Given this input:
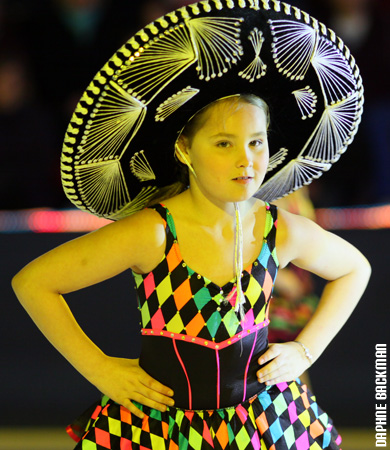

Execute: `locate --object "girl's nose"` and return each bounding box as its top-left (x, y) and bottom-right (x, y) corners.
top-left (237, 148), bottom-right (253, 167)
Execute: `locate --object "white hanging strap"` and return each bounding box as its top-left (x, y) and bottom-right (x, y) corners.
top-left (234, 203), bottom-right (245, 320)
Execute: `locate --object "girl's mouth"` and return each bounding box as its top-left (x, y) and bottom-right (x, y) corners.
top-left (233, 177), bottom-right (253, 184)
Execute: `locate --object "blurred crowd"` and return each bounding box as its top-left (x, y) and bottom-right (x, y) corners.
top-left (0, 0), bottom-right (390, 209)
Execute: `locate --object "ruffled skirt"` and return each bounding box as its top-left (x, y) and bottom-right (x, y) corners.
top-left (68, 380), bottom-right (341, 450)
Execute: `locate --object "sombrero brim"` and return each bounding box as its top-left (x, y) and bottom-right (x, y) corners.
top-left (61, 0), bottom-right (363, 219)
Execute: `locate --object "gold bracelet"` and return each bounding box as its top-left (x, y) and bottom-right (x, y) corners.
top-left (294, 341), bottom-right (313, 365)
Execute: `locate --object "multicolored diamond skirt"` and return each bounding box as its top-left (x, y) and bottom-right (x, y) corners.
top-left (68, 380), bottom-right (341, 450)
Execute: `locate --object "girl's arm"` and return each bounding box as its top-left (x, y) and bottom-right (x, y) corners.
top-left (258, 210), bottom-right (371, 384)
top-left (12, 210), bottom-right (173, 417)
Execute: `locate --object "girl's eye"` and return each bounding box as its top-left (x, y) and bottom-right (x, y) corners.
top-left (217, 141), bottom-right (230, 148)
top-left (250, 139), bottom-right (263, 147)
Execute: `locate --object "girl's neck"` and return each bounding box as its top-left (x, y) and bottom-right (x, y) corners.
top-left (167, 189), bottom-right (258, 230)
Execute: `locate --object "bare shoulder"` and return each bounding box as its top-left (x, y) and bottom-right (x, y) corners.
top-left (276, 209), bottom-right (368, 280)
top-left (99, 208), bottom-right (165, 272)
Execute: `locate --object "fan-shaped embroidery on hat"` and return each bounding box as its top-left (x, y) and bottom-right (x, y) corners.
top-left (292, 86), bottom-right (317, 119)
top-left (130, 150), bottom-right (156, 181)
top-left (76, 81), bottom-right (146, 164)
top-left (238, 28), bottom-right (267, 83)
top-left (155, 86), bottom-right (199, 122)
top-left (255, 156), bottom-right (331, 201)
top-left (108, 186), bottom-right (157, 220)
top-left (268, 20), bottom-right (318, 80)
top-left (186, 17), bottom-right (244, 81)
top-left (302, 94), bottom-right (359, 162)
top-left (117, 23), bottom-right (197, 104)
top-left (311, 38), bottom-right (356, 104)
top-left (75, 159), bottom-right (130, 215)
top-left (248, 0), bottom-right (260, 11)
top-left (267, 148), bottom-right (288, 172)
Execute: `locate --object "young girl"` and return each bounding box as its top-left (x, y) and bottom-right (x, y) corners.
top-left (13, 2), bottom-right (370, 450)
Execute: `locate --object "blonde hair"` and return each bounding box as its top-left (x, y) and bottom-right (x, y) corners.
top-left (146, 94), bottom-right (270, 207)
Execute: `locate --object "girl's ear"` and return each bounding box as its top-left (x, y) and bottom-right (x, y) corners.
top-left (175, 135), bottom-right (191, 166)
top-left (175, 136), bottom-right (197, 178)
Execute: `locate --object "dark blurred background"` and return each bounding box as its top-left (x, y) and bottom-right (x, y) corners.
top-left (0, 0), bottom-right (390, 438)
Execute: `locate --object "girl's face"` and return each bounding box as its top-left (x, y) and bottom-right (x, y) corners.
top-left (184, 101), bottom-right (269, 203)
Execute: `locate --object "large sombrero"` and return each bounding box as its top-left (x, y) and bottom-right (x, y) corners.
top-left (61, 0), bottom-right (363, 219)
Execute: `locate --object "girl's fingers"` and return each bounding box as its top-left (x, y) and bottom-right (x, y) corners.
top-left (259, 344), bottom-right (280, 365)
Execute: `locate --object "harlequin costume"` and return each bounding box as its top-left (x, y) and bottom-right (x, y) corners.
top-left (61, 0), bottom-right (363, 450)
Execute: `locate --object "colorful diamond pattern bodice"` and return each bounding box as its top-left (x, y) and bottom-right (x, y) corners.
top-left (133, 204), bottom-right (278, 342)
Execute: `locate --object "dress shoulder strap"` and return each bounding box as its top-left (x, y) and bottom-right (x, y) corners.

> [YOUR GOAL]:
Copy out every line from the start of the data down to the line containing "top-left (0, 0), bottom-right (390, 209)", both included, offsetting each coordinate in the answers by -128 and changing nothing else. Leave the pictures out.

> [IN RESPONSE]:
Given this input:

Execute: `locate --object "girl's nose"` and return each bounding box as its top-left (x, y) and bottom-right (x, y) corners.
top-left (109, 20), bottom-right (125, 39)
Execute: `locate --object "white hanging strap"` and return each bounding box as its top-left (x, y) and bottom-right (x, y) corners.
top-left (106, 75), bottom-right (117, 192)
Execute: `locate --object "girl's mouth"` and return each bounding box as its top-left (x, y) and bottom-right (x, y) corners.
top-left (105, 49), bottom-right (125, 56)
Execute: `locate --object "blurred crowd"` and return each bounding box as its top-left (x, y) and bottom-right (x, y) corners.
top-left (-128, -128), bottom-right (262, 81)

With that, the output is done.